- **Trecho da página**
= = = = =

Para a diretora-geral da 39º núcleo, Neiva Lazzarotto, a decisão do governo do estado é unilateral e mais um reflexo da postura autoritária adotada pelo governador. Na sua avaliação, Leite não considera a opinião dos professores e das direções de escolas e pretende impor um projeto neoliberal que não atende às necessidades das regiões nas quais estão instaladas.
“Certamente existe dinheiro. O governo do estado abriu mão de mais R$ 70 bilhões de ICMS do agronegócio e as mineradoras. Além disso, também deixou de cobrar R$ 84 bilhões através da concessão de incentivos fiscais a grandes empresas entre 2015 e 2022. Ele jogou pela janela esse dinheiro. Nesse contexto, os funcionários de escola e demais servidores estão com salários congelados há nove anos”, destaca Neiva.
"Retira a autonomia dos professores"
A presidente da Comissão de Educação, Cultura, Desporto e Turismo da Assembleia Legislativa, Sofia Cavedon, alertou os docentes sobre os riscos de precarização do modelo de ensino a partir do processo de municipalização. Para ela, a postura do governador não é legítima porque desconsidera as contribuições que devem ser feitas para a construção coletiva de alternativas para o setor.
“A gente sabe que esse não é um projeto para melhorar a educação. Ao contrário, destrói esse segmento e retira a autonomia dos professores. Nós queremos que o Conselho Estadual de Educação faça valer a lei. Nós não podemos abrir mão da rede, e temos muitas propostas para defender a rede estadual”, destaca
A deputada Luciana Genro se colocou à disposição para contribuir com as mobilizações contrárias à medida. Ela afirmou que a luta dos direitos dos trabalhadores da educação nos últimos anos tem sido alvo de ataques que fazem parte do mesmo projeto neoliberal contido na ideia da municipalização, buscando enfraquecer as organizações de professores no estado.
“É um projeto de desestruturar a categoria dos educadores aqui no Rio Grande porque tem a ver especialmente com a força das lutas e greves do Cpers, que estão em contato diário com as comunidades. Municipalizar é ‘quebrar a perna’ dessa categoria que, sendo numerosa e unida, tem muito mais força”, avalia.
“Desapegarem de escolas”
Uma das manifestações mais contundentes foi feita pela diretora da Escola Estadual de Ensino Fundamental Anita Garibaldi, Laura Vey. Emocionada, ela relatou declaração dada pela atual secretária da Educação, Raquel Teixeira, em encontro recente com as direções de escolas, que provocou indignação dentre os docentes. Segundo ela, o encontro foi agendado pela Seduc um dia antes com a finalidade de apenas comunicar as escolas da medida, sem nenhuma abertura para sugestões e encaminhamentos.

= = = = =

- **Linhas**
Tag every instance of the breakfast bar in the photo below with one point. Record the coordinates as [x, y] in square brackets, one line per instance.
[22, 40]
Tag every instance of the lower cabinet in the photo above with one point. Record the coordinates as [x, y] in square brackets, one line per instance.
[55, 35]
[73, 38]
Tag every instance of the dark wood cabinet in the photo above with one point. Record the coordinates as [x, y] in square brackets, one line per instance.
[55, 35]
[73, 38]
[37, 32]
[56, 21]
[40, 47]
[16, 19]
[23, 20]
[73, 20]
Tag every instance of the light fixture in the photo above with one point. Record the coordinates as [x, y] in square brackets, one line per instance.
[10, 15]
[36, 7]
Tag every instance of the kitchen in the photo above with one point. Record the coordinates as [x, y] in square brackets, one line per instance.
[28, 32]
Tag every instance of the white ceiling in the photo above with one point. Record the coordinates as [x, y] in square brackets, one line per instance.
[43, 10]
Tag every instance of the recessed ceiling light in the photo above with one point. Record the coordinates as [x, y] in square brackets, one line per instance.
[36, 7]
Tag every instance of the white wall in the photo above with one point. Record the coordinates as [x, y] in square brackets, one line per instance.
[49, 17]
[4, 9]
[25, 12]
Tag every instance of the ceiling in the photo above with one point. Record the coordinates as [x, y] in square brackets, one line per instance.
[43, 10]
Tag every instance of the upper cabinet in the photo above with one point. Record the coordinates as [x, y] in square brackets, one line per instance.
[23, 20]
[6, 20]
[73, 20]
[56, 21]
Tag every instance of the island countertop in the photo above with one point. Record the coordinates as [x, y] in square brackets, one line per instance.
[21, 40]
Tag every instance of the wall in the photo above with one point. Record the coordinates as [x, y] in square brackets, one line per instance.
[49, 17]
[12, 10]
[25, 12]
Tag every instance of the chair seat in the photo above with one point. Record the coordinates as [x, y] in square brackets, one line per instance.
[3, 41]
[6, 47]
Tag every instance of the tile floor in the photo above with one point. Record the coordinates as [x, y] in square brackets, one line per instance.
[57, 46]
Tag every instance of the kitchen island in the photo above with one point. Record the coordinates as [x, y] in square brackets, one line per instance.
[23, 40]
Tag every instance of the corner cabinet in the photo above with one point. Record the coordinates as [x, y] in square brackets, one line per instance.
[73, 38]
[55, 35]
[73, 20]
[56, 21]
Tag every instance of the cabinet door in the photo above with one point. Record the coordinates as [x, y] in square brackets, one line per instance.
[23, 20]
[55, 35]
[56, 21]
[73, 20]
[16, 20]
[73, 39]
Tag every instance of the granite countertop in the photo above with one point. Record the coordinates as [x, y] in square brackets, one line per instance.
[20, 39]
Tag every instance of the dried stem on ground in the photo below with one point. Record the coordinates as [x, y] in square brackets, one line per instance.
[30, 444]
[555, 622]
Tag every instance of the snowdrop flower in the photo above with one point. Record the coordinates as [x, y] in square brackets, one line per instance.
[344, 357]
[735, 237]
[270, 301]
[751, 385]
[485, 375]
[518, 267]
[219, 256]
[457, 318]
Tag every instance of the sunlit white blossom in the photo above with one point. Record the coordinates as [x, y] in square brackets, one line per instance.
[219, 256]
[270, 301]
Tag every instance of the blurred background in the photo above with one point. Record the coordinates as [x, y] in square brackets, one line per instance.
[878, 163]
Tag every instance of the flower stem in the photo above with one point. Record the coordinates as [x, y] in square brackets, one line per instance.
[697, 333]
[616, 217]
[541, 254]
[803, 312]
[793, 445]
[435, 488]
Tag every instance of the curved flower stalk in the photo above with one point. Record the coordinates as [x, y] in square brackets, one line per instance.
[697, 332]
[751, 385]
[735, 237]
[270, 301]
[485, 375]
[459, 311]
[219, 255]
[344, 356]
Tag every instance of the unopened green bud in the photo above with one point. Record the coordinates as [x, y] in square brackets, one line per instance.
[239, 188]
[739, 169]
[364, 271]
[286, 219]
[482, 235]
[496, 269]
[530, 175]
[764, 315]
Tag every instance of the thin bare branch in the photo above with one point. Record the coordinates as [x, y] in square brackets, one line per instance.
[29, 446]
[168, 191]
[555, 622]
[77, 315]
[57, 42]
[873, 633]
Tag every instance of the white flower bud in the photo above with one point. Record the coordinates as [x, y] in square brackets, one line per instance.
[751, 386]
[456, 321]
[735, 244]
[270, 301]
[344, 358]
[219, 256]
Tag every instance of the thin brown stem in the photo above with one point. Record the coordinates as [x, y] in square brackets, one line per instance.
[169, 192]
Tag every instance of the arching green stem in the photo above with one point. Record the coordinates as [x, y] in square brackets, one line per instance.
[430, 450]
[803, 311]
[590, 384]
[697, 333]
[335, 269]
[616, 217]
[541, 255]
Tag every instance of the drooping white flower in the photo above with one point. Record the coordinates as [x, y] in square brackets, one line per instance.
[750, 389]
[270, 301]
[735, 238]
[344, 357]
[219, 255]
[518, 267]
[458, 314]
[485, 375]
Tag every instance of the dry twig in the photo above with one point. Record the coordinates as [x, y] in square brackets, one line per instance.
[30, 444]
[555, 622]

= = = = =

- **Objetivo**
Reproduza fielmente o trecho acima sobre a municipalização das escolas estaduais, desde "A presidente da" até "para o setor.", sem alterar nenhuma palavra.

- **Resposta escrita**
A presidente da Comissão de Educação, Cultura, Desporto e Turismo da Assembleia Legislativa, Sofia Cavedon, alertou os docentes sobre os riscos de precarização do modelo de ensino a partir do processo de municipalização. Para ela, a postura do governador não é legítima porque desconsidera as contribuições que devem ser feitas para a construção coletiva de alternativas para o setor.